══ PROVIDED INFORMATION

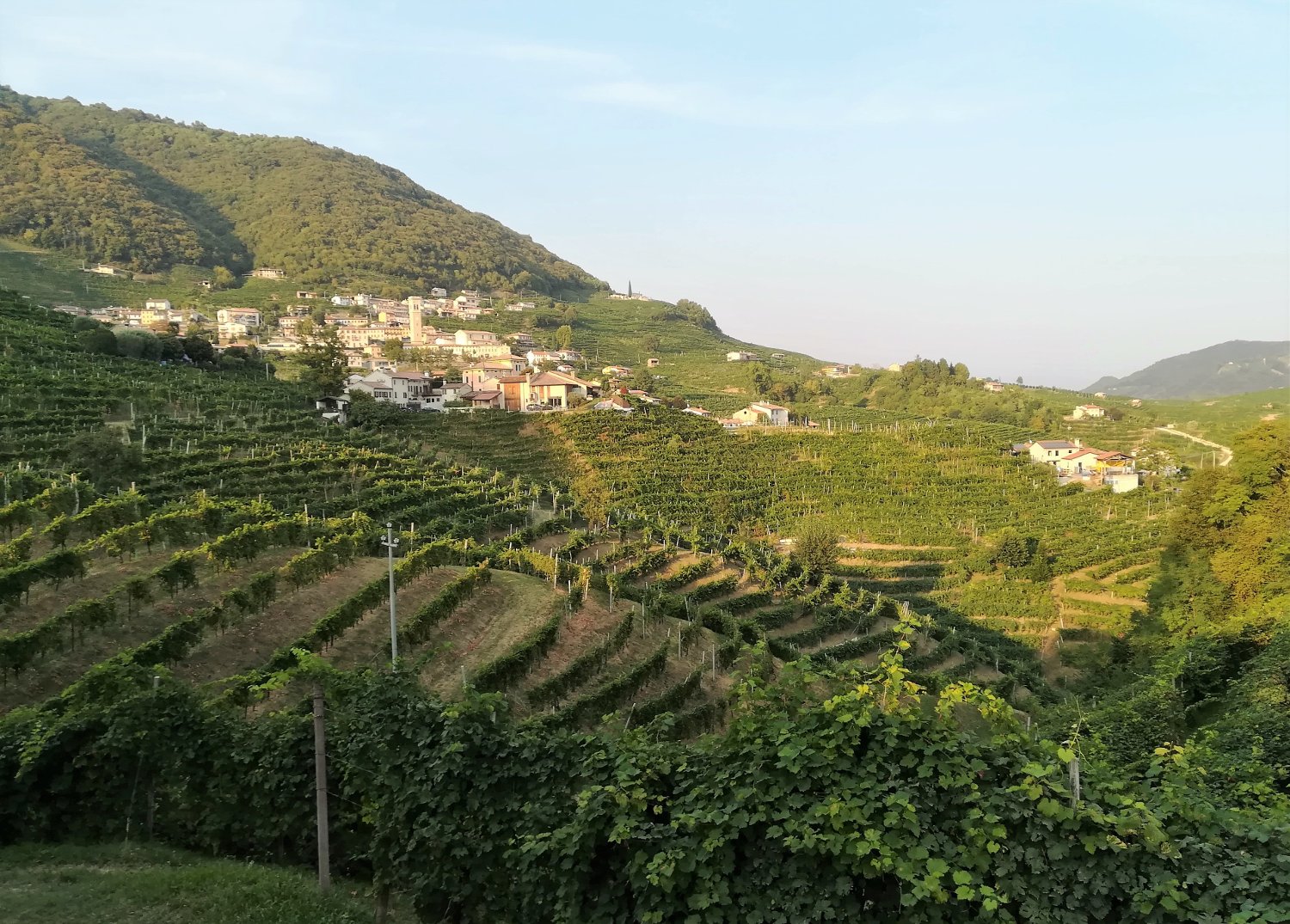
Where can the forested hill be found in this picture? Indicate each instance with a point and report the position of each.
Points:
(1231, 368)
(146, 193)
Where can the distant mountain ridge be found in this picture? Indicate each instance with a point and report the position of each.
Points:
(1231, 368)
(144, 193)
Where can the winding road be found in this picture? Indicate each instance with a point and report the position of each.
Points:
(1225, 453)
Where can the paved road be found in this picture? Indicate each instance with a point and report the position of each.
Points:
(1225, 453)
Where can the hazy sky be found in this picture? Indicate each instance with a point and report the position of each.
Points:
(1050, 188)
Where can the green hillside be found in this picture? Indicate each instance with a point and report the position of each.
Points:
(147, 193)
(617, 695)
(1223, 369)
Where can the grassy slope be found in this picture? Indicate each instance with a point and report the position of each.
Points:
(75, 884)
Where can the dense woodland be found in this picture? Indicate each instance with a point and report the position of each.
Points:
(147, 193)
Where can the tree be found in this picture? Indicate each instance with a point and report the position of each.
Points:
(642, 379)
(322, 363)
(138, 343)
(98, 340)
(222, 278)
(172, 348)
(815, 548)
(1013, 550)
(102, 458)
(366, 412)
(198, 348)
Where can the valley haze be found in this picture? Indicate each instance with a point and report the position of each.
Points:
(902, 193)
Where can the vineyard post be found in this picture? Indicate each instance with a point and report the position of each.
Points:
(320, 789)
(390, 542)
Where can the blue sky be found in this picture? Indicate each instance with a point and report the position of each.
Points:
(1057, 190)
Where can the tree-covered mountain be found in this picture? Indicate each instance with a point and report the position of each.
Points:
(1231, 368)
(146, 193)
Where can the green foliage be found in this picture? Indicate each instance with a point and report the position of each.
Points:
(149, 193)
(815, 548)
(324, 364)
(102, 456)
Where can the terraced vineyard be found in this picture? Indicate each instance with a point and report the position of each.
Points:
(249, 534)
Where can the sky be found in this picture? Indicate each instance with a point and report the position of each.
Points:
(1055, 190)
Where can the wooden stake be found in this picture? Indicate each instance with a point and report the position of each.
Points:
(320, 786)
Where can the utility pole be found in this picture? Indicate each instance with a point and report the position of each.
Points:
(320, 786)
(391, 542)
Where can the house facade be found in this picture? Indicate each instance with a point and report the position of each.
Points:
(1050, 451)
(413, 391)
(760, 412)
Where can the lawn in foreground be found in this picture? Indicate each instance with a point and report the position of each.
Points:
(106, 884)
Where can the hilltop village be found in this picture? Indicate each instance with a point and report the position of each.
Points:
(412, 355)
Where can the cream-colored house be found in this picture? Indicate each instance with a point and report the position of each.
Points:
(413, 391)
(556, 389)
(763, 413)
(1089, 412)
(1050, 451)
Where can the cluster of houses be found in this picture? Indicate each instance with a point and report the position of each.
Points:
(1076, 462)
(503, 383)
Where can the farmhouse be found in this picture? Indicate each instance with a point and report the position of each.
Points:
(1049, 451)
(413, 391)
(760, 412)
(555, 389)
(614, 402)
(105, 270)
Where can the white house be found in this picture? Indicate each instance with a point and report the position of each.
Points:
(616, 402)
(234, 322)
(761, 412)
(248, 316)
(538, 356)
(407, 389)
(1089, 412)
(1049, 451)
(556, 389)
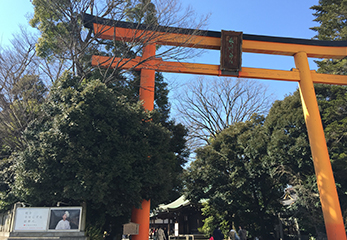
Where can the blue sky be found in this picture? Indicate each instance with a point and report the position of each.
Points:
(267, 17)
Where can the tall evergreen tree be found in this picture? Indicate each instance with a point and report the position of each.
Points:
(332, 18)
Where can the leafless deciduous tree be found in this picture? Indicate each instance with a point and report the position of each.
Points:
(64, 37)
(21, 88)
(207, 106)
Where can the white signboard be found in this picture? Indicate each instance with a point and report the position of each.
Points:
(31, 219)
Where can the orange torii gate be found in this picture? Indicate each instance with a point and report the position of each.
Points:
(232, 44)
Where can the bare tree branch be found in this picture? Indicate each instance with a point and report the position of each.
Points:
(207, 106)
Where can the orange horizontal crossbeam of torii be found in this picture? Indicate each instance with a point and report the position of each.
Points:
(300, 49)
(213, 70)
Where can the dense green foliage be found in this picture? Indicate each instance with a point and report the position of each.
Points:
(267, 156)
(93, 146)
(238, 177)
(89, 141)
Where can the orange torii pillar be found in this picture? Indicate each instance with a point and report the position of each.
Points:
(299, 48)
(147, 86)
(325, 179)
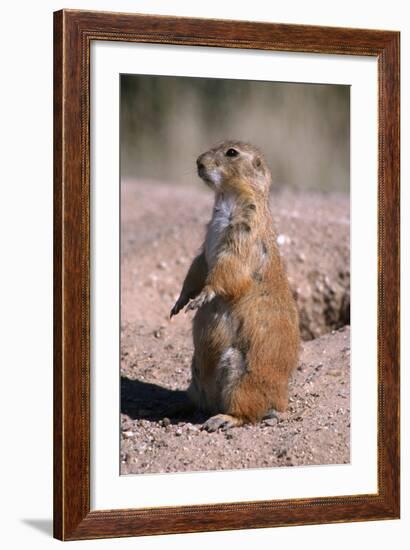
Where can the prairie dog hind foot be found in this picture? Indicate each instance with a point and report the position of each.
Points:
(221, 422)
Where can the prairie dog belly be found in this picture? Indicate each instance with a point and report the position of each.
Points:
(221, 217)
(218, 362)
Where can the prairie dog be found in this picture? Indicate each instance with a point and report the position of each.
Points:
(245, 330)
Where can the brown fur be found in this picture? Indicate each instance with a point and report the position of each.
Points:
(245, 330)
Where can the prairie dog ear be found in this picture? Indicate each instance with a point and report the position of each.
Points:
(257, 163)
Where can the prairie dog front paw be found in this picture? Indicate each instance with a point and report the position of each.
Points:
(203, 298)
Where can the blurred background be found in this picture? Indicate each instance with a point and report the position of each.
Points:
(303, 129)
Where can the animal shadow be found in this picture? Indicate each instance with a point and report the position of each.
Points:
(144, 400)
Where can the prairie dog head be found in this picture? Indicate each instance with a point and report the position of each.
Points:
(234, 166)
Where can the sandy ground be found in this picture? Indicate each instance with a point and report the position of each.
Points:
(162, 229)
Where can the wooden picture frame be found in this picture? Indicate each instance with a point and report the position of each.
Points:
(73, 33)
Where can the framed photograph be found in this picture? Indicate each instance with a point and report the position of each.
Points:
(246, 174)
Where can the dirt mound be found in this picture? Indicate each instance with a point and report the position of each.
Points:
(314, 430)
(162, 228)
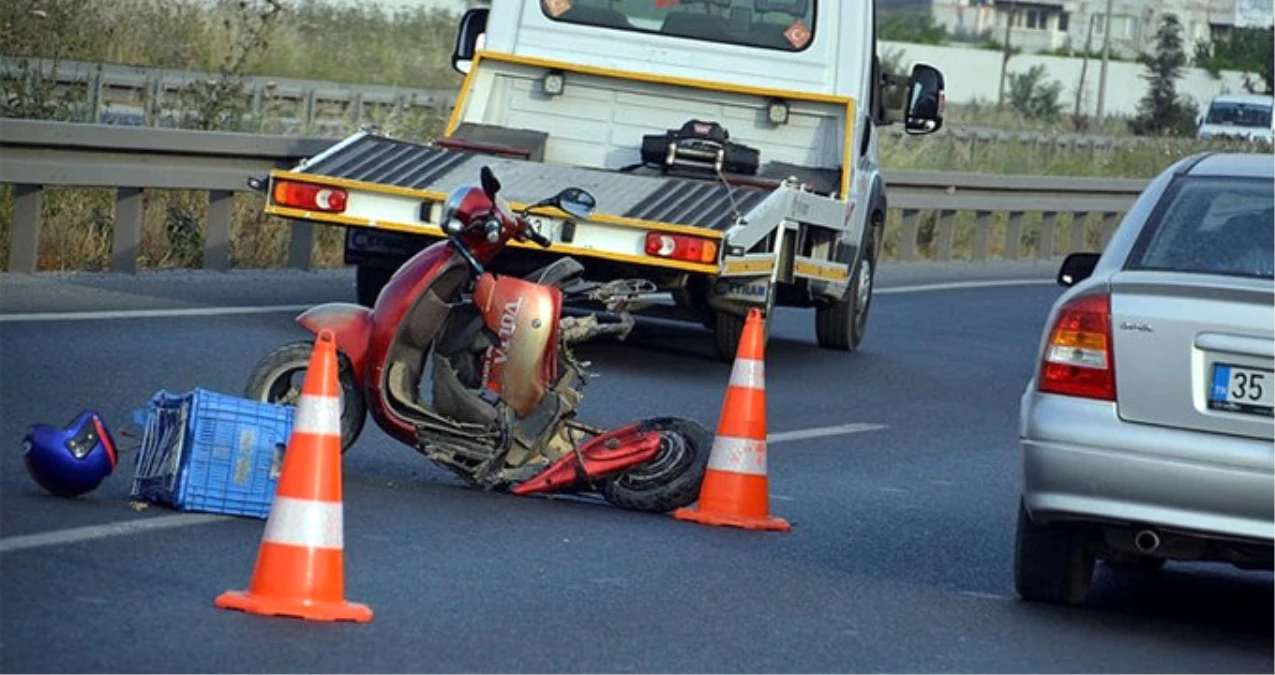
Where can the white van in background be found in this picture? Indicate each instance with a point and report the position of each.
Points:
(1245, 116)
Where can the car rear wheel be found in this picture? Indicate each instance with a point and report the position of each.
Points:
(1052, 563)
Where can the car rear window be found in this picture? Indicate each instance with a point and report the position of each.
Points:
(1211, 226)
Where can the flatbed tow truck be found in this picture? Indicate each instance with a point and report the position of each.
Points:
(731, 146)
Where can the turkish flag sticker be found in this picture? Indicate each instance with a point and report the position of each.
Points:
(797, 33)
(556, 8)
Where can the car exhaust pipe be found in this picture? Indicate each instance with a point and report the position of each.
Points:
(1146, 541)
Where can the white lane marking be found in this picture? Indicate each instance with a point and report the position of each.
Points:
(981, 595)
(102, 531)
(272, 309)
(145, 313)
(840, 430)
(960, 285)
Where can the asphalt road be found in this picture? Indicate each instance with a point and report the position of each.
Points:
(899, 559)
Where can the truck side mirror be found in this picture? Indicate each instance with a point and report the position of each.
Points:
(926, 98)
(473, 26)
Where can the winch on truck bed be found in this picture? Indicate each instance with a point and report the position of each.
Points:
(731, 169)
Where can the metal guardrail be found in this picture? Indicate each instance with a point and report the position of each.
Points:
(930, 211)
(143, 96)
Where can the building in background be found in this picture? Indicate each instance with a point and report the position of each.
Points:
(1044, 26)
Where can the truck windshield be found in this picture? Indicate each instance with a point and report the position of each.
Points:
(1239, 115)
(778, 24)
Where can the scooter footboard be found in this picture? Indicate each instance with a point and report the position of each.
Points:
(598, 457)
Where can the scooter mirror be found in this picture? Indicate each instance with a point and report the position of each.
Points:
(490, 184)
(576, 202)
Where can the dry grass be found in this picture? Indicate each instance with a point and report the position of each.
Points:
(371, 45)
(78, 229)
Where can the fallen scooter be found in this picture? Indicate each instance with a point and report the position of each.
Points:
(504, 385)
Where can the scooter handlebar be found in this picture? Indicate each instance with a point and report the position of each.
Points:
(537, 237)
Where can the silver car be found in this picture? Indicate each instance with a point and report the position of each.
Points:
(1148, 429)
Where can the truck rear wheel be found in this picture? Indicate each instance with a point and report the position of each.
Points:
(842, 326)
(369, 282)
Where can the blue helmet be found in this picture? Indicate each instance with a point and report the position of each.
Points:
(72, 461)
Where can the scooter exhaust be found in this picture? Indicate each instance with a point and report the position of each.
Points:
(1146, 541)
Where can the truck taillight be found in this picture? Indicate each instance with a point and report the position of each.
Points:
(681, 248)
(310, 197)
(1079, 360)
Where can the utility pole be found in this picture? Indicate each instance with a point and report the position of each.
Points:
(1084, 66)
(1107, 52)
(1005, 55)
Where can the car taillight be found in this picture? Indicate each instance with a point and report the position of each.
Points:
(1079, 360)
(681, 248)
(310, 197)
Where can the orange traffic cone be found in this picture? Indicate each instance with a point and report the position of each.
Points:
(736, 488)
(300, 567)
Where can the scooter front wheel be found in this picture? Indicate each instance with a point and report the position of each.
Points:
(279, 377)
(670, 480)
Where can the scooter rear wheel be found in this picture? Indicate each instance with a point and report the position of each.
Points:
(672, 479)
(281, 374)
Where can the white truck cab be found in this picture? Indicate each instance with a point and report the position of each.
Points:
(1243, 116)
(732, 147)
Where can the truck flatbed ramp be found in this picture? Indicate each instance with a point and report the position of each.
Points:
(378, 162)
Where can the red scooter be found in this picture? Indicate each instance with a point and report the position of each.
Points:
(504, 385)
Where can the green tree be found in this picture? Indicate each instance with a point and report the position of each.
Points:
(1248, 50)
(1162, 111)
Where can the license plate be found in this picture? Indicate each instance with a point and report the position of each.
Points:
(1242, 389)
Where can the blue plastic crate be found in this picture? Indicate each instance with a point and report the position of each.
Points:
(211, 452)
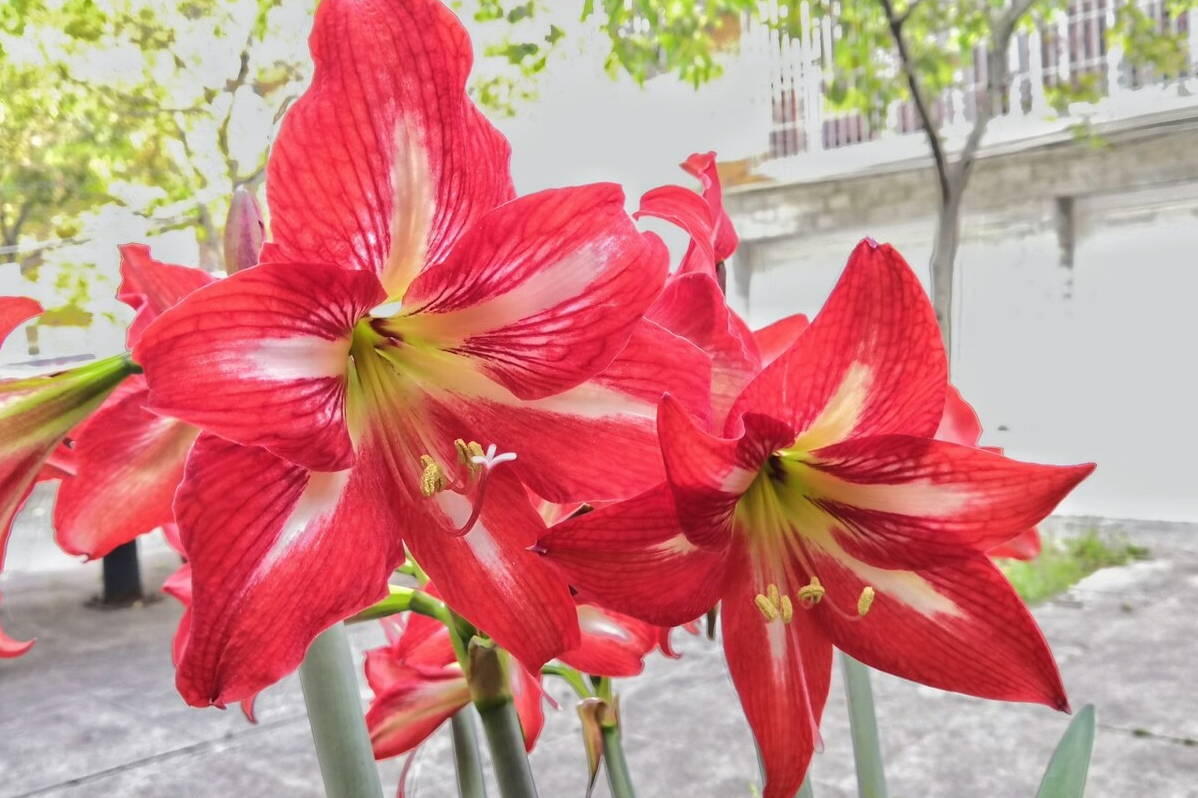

════

Copy the items from their first line through the line containing "(1223, 369)", with "winding road" changed to "curving road" and nothing else altered. Leave the pictures out.

Where can the forested hill be found in this picture? Indicate each instance with a point and report the position of each.
Points:
(1231, 368)
(146, 193)
Where can the distant mountain ridge be found in this picture? Indicate each instance with a point and report the position of each.
Points:
(1231, 368)
(144, 193)
Where can the curving road be found in this picture? Indicate each instance with a point and report the position of each.
Points:
(1225, 453)
Where can the paved road be found in this picture? Indicate each instance with a point and report the position of each.
Points:
(1225, 453)
Where can the hazy sky be found in this picture? Indicate each instance with a point and report the position of each.
Points:
(1050, 188)
Where can the green hillside be found in this picture? Indicate each instance with a point and report the position of each.
Points:
(147, 193)
(617, 695)
(1223, 369)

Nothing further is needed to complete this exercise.